[Data records]
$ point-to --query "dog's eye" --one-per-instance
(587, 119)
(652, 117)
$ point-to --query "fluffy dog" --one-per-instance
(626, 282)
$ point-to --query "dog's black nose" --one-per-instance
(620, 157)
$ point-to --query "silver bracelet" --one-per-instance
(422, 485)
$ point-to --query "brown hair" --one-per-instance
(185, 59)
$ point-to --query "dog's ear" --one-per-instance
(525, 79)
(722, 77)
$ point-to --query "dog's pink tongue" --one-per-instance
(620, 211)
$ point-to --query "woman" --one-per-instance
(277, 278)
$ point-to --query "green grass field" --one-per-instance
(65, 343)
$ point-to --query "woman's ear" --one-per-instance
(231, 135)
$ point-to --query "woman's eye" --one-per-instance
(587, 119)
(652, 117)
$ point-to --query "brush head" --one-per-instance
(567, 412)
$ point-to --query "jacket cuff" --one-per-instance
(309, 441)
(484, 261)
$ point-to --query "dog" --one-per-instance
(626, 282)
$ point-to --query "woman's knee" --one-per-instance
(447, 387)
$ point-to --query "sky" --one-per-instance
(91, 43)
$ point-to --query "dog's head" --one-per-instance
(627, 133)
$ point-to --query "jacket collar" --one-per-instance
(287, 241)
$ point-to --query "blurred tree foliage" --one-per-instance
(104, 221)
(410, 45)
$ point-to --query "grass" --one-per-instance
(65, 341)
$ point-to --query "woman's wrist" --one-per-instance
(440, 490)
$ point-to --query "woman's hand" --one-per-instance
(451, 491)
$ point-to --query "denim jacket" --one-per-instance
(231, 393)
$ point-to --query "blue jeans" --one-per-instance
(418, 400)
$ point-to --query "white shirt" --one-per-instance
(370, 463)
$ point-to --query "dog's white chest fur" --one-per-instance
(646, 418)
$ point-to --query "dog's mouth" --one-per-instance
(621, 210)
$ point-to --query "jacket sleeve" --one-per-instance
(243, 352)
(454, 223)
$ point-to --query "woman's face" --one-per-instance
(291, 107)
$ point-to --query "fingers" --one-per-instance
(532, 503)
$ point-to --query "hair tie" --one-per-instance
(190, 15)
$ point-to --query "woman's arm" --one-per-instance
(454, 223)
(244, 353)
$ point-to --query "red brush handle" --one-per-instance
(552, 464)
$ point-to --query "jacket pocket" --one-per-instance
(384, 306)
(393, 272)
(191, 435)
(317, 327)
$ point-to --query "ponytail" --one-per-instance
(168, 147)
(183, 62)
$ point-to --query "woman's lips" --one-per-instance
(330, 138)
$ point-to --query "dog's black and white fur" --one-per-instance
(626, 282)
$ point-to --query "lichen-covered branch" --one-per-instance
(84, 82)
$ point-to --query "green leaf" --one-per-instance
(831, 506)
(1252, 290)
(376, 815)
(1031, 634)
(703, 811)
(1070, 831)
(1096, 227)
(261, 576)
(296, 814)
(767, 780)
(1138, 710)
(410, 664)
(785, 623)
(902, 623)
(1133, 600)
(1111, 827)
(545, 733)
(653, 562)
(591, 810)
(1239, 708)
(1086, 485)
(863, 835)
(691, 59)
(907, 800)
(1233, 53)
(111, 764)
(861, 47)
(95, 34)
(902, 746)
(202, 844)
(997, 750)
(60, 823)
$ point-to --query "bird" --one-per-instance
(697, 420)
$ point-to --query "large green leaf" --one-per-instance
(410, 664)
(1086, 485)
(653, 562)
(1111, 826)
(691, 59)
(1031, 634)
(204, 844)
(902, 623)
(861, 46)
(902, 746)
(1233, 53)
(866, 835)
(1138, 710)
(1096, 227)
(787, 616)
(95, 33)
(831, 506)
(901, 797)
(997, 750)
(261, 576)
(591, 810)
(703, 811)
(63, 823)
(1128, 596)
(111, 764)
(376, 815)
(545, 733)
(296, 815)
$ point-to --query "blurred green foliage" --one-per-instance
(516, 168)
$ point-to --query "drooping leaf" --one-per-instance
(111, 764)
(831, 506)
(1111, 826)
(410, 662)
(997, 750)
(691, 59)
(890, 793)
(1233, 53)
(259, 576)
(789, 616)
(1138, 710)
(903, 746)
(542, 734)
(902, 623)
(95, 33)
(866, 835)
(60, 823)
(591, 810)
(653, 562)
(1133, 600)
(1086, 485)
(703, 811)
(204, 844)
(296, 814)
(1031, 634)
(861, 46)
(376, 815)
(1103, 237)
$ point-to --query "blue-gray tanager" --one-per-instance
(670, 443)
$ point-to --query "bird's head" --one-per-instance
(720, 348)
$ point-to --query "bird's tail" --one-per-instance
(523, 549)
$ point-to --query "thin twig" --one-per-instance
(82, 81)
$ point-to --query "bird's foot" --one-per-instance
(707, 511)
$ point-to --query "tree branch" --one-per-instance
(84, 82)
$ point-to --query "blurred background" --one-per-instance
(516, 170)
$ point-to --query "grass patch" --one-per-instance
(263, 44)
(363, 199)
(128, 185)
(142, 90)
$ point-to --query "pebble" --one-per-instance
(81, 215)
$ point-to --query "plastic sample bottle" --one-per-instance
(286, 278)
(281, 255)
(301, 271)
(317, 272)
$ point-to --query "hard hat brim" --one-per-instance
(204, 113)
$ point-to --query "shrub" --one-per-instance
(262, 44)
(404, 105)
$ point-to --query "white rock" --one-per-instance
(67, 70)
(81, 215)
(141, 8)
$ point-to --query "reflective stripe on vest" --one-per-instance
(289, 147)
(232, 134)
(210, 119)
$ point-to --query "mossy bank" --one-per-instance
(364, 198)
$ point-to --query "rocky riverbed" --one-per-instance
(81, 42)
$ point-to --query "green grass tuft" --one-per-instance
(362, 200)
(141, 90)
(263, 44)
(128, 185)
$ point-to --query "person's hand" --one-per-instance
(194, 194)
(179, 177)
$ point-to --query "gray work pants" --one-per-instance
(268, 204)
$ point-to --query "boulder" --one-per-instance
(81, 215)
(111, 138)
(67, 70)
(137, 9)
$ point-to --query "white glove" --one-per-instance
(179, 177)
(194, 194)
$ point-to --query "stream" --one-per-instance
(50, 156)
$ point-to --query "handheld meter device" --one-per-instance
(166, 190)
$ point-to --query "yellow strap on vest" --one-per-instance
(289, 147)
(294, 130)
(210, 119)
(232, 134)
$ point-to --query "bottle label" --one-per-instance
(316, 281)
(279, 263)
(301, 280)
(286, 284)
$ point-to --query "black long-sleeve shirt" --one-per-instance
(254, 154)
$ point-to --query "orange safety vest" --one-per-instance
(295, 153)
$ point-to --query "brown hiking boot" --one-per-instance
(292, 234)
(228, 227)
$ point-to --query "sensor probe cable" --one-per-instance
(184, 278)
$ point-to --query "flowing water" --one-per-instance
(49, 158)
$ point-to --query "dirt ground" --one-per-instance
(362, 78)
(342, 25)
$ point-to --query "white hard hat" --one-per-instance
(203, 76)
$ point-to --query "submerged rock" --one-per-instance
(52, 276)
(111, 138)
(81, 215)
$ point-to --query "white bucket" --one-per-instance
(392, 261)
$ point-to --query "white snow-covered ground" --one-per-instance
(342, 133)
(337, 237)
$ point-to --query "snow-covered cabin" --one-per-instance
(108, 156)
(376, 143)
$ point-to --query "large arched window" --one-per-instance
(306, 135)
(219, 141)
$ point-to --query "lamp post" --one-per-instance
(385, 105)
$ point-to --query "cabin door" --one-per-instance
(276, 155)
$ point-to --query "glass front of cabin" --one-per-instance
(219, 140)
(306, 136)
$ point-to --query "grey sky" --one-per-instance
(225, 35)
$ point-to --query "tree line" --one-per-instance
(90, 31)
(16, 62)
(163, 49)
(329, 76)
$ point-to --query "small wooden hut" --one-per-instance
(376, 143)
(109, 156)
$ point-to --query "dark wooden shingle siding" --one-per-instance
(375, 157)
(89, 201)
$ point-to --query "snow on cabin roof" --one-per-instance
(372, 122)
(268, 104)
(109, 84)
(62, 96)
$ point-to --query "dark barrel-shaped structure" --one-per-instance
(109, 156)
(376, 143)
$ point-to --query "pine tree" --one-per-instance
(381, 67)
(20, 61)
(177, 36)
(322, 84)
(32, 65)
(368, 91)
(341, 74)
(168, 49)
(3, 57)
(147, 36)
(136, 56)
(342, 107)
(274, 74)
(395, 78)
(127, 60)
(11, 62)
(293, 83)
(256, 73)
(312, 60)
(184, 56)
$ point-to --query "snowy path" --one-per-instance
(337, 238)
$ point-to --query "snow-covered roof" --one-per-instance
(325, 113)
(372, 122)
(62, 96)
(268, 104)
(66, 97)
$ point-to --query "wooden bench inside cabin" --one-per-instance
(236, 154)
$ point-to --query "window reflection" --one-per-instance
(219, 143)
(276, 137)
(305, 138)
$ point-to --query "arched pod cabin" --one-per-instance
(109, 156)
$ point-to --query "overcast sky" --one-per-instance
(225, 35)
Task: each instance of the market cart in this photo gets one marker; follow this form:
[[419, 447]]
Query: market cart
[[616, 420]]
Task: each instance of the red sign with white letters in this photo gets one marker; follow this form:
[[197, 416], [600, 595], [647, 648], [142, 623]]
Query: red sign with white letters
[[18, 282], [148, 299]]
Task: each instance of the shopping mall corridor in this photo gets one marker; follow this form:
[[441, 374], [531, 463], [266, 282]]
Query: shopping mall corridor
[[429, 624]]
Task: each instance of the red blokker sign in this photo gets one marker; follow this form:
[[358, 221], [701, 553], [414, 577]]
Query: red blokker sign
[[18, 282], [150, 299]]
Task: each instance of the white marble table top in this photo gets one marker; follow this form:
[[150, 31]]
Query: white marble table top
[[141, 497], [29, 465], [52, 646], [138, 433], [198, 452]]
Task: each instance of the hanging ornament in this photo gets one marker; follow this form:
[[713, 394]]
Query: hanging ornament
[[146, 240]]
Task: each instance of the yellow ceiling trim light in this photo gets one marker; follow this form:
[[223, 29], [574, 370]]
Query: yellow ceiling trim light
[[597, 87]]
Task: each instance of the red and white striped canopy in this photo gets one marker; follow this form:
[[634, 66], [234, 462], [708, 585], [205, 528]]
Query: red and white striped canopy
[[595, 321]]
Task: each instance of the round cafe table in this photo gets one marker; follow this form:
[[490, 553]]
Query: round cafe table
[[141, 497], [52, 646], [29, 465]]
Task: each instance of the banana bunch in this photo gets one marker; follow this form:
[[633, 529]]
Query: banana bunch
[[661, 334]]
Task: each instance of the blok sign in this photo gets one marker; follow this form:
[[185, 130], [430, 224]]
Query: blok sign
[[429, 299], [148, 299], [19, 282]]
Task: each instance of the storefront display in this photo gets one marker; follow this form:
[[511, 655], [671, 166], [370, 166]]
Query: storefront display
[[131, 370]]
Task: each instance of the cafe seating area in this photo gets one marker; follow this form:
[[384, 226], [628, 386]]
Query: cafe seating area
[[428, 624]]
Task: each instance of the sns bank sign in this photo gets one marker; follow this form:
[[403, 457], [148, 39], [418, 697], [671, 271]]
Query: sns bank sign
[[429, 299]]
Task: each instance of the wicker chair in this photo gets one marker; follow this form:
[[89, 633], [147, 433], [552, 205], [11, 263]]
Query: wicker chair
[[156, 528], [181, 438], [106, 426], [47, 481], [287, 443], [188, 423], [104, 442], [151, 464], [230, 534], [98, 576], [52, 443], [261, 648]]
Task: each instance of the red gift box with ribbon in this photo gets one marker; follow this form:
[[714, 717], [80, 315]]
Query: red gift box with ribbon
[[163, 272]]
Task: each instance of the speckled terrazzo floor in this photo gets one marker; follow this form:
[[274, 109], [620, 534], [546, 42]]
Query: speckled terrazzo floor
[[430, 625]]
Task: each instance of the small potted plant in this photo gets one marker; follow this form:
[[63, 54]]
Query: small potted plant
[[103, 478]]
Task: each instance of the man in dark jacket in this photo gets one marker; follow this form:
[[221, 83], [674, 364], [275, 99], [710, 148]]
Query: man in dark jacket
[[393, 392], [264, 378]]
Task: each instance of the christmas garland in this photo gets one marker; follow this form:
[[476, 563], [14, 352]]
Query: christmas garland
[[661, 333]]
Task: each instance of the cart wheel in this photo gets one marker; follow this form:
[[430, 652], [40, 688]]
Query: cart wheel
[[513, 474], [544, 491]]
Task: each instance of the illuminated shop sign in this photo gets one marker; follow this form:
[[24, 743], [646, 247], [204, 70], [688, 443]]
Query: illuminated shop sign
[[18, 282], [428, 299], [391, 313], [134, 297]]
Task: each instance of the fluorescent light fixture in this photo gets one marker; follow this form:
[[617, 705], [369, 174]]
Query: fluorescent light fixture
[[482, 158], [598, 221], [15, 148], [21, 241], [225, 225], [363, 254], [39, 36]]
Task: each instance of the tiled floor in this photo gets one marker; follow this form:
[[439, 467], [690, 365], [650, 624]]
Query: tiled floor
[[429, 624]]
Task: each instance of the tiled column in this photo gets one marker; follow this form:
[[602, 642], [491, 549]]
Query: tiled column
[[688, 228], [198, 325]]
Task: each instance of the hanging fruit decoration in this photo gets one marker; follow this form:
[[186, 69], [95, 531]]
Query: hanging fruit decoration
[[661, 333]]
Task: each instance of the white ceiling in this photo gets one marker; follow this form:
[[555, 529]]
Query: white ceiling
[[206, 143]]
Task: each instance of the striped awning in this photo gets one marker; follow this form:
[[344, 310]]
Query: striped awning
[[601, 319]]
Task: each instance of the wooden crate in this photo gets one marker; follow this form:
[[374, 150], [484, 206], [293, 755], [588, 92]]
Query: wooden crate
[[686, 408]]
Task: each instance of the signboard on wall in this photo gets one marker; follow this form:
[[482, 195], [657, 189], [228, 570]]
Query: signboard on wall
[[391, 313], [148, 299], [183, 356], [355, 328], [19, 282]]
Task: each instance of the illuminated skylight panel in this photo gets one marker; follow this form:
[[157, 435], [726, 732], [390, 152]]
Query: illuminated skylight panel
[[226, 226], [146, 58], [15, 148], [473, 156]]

How to complete this task:
Take the line that contains "Query: wooden crate" and each line after it down to the last of the records, and retype them exactly; add nothing else.

Task result:
Query: wooden crate
[[686, 408]]
Task: each instance of the signboard on wall in this photo gets one marker; follow this form:
[[482, 195], [657, 189], [228, 570]]
Query: signboard on wall
[[391, 313], [148, 299], [183, 356], [355, 328], [19, 282]]
Task: each instance of the illuminated skylight panel in this photo gets one marker; follow this form:
[[157, 435], [726, 732], [390, 152]]
Query: illuminated skylight panel
[[226, 226], [146, 58], [15, 148], [473, 156]]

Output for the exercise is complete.